- GENANNTES ZIEL A:
Beantworte anhand des folgenden Artikels über das Amtsgericht Schlüchtern diese Fragen:
(i) Wie viele Bürgerinnen und Bürger folgten am 19. Oktober dem Aufruf?
(ii) Wie viele Unterschriften wurden laut der Rechtsanwältin aus Seligenstadt bisher gesammelt?
(iii) Welchen Vorsitz hat Rechtsanwalt Neuroth zugleich inne?

- BEREITGESTELLTER TEXT:
——

„Schildbürgerstreich ohne rationale Begründung“ – in Sachen Amtsgericht Schlüchtern ist das letzte Wort noch nicht gesprochen

Foto: Hanns Szczepanek/KNDie CDU rief und auch SPD-Mandatsträger kamen, um darüber nachzudenken, wie man gemeinsam gegen die CDU-geführte Landesregierung vorgehen könne, um das beschlossene Aus für das Schlüchterner Amtsgericht noch zu revidieren. Rund 80 Bürgerinnen und Bürger folgten am 19. Oktober dem Aufruf von Rechtsanwalt Hans Konrad Neuroth, Vizelandrat Günter Frenz und dem früheren Direktor des Amtsgerichts Wolf-Dieter Rothmaler (v. rechts; Foto: Hanns Szczepanek) und diskutierten mit den drei Herren die verbliebenen Möglichkeiten, um für den Erhalt des seit fast 180 Jahren bestehenden Gerichtsstandortes zu kämpfen.

Angeblich ist die Entscheidung von Justizminister Jörg-Uwe Hahn (FDP) zwar unumkehrbar, aber wie Beispiele andernorts zeigen, kann sich Widerstand durchaus bezahlt machen. Allerdings wurde dort schon wesentlich früher massiv reagiert. So berichtete eine Rechtsanwältin aus Seligenstadt, daß dort die Schließung des Amtsgerichts durch öffentlichen Druck erfolgreich habe verhindert werden können. Den Schlüchternern schrieb sie ins Stammbuch, daß hier der politische wie auch der bürgerschaftliche Widerstand viel zu zaghaft sei. Es müssten sich wesentlich mehr Bürger beteiligen. „Die bisherigen 1.300 Unterschriften sind zu wenig. Es müssen noch mehr Leute für den Erhalt des Gerichts eintreten“ (s.a. Umfrage unten).

Die Argumente

Rechtsanwalt Neuroth, zugleich Vorsitzender der Schlüchterner CDU, unterstrich die Notwendigkeit, dass ein Amtsgericht bürgernah und damit auch wohnortnah zu sein habe. „Das Recht darf nicht in weite Ferne rücken“ rief er den Anwesenden vor Augen. Der Gerichtskahlschlag in den ländlichen Regionen Hessens verstoße überdies gegen den „Justizgewährungsanspruch“ der Bürger. Neuroth wies noch darauf hin, daß möglicherweise auch die Gewaltenteilung im demokratischen Staat in Schieflage gerate, wenn die Legislative die Präsenz der Judikative derart beschneide.

——

[Einträge aus einem Datensatz]
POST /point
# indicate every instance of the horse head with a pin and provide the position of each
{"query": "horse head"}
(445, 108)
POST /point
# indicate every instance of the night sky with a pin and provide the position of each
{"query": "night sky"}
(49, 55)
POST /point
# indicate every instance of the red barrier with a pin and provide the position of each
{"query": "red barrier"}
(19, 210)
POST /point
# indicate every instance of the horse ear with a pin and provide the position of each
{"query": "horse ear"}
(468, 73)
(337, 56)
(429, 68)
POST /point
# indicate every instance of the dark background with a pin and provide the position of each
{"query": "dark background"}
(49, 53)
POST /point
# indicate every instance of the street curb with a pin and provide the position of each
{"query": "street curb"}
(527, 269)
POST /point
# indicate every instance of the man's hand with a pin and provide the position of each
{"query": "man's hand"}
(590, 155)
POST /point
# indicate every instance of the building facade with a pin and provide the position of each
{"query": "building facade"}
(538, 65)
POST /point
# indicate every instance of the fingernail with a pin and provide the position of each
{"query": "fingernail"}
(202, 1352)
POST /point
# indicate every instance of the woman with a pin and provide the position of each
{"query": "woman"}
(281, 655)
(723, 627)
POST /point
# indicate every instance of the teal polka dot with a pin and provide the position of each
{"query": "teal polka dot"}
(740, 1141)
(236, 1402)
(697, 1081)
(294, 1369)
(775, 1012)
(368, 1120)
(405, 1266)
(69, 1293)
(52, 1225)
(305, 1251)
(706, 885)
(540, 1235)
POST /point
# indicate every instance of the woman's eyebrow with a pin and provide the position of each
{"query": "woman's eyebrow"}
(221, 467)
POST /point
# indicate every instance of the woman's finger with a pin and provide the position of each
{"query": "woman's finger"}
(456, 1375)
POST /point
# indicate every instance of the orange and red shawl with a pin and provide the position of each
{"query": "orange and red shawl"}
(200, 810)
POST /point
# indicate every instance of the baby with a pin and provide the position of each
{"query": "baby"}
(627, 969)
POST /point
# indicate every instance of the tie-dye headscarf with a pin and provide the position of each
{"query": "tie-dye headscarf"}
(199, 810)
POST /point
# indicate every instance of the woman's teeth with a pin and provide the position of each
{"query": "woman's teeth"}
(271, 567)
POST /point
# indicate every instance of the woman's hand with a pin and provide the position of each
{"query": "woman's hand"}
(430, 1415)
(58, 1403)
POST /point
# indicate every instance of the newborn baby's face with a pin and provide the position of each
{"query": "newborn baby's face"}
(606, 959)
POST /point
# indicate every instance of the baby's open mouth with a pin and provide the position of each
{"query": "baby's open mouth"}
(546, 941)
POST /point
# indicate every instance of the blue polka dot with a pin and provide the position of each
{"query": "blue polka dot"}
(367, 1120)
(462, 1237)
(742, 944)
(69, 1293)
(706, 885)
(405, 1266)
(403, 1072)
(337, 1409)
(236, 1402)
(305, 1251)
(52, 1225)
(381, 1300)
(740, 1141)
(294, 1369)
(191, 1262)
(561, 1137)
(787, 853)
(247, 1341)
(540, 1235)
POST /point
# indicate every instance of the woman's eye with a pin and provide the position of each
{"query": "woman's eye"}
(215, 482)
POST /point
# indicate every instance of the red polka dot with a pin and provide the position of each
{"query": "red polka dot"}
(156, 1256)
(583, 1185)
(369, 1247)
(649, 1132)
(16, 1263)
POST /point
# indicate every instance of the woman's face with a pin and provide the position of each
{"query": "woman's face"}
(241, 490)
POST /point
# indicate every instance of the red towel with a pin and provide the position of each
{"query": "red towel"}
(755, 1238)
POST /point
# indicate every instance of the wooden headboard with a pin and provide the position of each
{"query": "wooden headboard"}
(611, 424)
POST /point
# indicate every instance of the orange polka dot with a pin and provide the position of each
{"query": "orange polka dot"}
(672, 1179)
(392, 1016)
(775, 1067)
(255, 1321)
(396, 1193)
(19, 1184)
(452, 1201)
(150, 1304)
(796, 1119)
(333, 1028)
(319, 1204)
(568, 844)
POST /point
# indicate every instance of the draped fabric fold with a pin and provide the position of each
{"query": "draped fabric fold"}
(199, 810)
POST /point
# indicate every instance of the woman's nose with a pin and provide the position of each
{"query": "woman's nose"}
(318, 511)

——

- GENANNTES ZIEL B:
Ermittle, in wie vielen Zeilen der Auflistung die Zeichenfolge „fold“ vorkommt, und nenne nur diese Zahl.

- VOLLSTÄNDIGE AUSGABE A:
(i) Rund 80.
(ii) 1.300.
(iii) Er ist Vorsitzender der Schlüchterner CDU.

- VOLLSTÄNDIGE AUSGABE B:
2